(Task statement): From the listing below, output only the lines starting at the line that has "Target: yellow protective coverall" and ending at the line that has "x=140, y=918", exactly as they appear, ends included.
====== Extracted material ======
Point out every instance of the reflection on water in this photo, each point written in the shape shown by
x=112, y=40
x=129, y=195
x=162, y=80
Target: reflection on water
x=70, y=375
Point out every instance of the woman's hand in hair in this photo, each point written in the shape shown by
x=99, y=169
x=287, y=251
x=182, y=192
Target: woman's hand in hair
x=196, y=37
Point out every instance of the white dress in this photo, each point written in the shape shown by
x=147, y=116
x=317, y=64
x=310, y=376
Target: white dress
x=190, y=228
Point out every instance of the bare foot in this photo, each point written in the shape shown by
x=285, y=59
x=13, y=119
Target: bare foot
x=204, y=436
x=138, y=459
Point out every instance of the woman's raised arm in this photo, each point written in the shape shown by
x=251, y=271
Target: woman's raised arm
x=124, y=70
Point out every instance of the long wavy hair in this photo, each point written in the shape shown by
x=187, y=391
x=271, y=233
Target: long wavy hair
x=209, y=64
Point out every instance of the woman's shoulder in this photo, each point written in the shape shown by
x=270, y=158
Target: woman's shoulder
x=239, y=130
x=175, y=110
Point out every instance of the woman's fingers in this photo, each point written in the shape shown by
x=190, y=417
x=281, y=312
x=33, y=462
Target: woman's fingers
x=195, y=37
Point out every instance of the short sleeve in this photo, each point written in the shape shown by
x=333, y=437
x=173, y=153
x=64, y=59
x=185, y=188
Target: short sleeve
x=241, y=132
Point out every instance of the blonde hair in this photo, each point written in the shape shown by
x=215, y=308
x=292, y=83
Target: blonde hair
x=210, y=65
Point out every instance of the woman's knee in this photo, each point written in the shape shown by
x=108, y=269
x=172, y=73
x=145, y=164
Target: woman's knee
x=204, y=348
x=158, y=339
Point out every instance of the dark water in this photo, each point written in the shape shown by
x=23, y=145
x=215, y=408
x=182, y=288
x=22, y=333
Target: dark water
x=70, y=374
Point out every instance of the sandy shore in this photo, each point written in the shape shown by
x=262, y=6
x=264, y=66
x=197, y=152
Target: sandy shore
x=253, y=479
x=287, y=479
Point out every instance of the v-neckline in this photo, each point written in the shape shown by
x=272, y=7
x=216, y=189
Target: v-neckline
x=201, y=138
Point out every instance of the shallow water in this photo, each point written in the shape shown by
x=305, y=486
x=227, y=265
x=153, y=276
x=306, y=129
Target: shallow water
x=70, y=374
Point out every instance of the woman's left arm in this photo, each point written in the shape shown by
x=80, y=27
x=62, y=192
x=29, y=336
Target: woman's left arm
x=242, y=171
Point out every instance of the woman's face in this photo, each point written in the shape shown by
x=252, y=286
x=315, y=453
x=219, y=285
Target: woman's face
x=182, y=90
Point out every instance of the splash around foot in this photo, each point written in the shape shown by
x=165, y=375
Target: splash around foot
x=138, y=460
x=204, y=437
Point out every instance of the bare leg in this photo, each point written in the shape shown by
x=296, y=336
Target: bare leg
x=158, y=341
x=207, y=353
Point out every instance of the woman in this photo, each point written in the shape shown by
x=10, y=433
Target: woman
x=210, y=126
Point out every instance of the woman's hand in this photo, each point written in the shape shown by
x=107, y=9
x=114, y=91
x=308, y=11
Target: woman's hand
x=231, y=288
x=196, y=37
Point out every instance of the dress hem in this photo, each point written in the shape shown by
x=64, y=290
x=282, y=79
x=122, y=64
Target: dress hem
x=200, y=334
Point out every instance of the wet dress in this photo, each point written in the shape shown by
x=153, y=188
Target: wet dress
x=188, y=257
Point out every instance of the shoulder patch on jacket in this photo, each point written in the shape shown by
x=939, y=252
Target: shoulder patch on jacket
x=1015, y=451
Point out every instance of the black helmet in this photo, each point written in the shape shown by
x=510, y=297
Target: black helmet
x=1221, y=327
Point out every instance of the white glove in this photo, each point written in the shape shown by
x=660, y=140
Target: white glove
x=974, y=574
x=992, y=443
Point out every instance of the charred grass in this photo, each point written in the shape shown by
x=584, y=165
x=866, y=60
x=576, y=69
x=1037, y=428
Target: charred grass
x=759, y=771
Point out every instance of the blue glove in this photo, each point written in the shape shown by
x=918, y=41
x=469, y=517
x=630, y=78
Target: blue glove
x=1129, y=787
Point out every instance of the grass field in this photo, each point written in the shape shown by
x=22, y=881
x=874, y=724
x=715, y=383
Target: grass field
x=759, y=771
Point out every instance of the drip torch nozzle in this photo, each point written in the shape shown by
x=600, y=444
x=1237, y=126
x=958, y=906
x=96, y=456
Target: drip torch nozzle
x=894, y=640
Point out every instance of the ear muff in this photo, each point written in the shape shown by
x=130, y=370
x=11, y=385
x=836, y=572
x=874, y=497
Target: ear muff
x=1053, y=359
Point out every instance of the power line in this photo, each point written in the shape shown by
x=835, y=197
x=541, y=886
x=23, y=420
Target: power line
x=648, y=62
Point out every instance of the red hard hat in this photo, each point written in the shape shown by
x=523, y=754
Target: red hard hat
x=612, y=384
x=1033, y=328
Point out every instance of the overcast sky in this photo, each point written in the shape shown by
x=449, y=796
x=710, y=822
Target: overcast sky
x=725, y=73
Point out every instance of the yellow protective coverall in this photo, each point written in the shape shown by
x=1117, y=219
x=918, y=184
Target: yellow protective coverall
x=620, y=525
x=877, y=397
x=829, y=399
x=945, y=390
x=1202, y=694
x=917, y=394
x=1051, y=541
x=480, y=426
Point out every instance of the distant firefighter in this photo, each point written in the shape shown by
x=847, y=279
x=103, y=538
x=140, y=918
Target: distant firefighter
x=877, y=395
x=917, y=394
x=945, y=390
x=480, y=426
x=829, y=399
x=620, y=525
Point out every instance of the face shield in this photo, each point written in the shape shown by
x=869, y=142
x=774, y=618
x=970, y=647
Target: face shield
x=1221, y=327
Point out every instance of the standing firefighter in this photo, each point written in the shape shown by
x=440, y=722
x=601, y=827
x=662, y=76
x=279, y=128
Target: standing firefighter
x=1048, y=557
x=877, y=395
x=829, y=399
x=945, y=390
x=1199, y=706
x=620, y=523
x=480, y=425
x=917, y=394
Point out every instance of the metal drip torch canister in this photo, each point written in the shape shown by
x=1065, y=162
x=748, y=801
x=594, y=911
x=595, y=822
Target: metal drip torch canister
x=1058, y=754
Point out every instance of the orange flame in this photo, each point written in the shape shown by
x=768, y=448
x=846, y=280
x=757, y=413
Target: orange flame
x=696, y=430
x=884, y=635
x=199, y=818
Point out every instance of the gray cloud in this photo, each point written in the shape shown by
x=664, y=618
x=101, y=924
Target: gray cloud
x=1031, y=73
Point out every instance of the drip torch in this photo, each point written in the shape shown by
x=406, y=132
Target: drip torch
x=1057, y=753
======
(Answer to this exercise):
Target: yellow protective coverall
x=620, y=525
x=877, y=397
x=829, y=399
x=945, y=390
x=1202, y=694
x=917, y=394
x=1051, y=541
x=480, y=426
Point out every instance of the distant firefighter in this photo, each point written in the shape shown by
x=847, y=279
x=103, y=538
x=140, y=918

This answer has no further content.